- [Work to do]:
Turn the lines of the rows below into a numbered list, starting at the line that contains "it for smooth" and stopping after the line that contains "(47, 294), (787, 1043)". Include both of those lines and leave out any blank ones.

- [Listing]:
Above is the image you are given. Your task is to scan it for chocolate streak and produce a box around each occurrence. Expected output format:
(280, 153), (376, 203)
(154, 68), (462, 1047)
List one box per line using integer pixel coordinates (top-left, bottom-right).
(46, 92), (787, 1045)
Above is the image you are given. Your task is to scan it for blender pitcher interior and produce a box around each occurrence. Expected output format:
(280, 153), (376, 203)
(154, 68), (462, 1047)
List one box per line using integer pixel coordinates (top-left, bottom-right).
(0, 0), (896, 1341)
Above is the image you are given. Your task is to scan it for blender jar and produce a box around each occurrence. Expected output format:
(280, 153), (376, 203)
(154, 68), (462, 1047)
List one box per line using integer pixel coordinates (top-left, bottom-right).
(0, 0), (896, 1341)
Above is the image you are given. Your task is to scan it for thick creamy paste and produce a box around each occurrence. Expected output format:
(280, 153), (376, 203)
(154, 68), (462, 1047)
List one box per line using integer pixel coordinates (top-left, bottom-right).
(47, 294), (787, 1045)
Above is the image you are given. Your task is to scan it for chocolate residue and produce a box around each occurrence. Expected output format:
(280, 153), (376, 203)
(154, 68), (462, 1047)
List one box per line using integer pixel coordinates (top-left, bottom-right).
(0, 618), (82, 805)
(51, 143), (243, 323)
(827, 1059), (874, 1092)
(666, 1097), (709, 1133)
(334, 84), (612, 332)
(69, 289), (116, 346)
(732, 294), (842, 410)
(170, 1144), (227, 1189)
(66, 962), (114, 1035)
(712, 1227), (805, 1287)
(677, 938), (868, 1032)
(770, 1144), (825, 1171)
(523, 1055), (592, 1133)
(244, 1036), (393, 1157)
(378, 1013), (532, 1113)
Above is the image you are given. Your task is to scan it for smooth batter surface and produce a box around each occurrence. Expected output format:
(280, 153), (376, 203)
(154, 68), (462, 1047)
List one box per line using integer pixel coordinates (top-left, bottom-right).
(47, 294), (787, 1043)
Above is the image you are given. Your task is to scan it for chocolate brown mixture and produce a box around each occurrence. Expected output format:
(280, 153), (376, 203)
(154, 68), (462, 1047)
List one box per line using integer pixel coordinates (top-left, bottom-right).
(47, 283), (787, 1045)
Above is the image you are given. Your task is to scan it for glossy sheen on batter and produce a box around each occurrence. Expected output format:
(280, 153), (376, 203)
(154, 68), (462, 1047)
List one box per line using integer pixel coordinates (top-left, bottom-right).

- [Exercise response]:
1. Above is the image you are given. Your task is to scan it for smooth batter surface and produce a box around each occurrence. Expected output format:
2. (280, 153), (376, 203)
3. (154, 68), (462, 1047)
4. List one box per line using integer pixel coordinates (top-left, bottom-right).
5. (47, 294), (787, 1043)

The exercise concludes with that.